Repeat every one of the rows below word for word, omitting the pictures.

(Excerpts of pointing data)
*****
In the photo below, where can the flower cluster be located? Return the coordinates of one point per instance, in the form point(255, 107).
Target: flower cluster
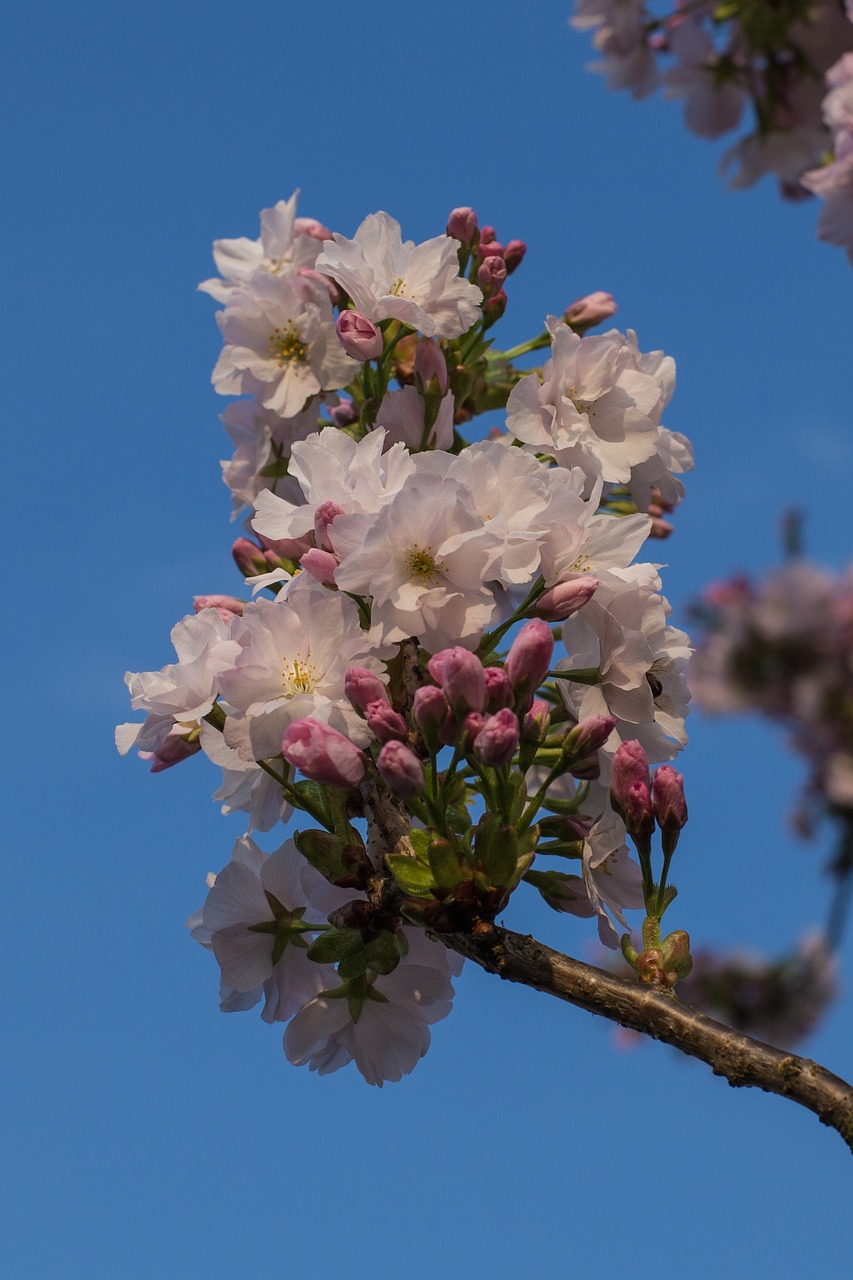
point(451, 650)
point(781, 647)
point(770, 63)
*****
* **Problem solution**:
In the photo below, where can the flower cluster be located? Return the coordinates of one point per instance, in the form point(255, 107).
Target: flower cluster
point(451, 650)
point(781, 647)
point(770, 63)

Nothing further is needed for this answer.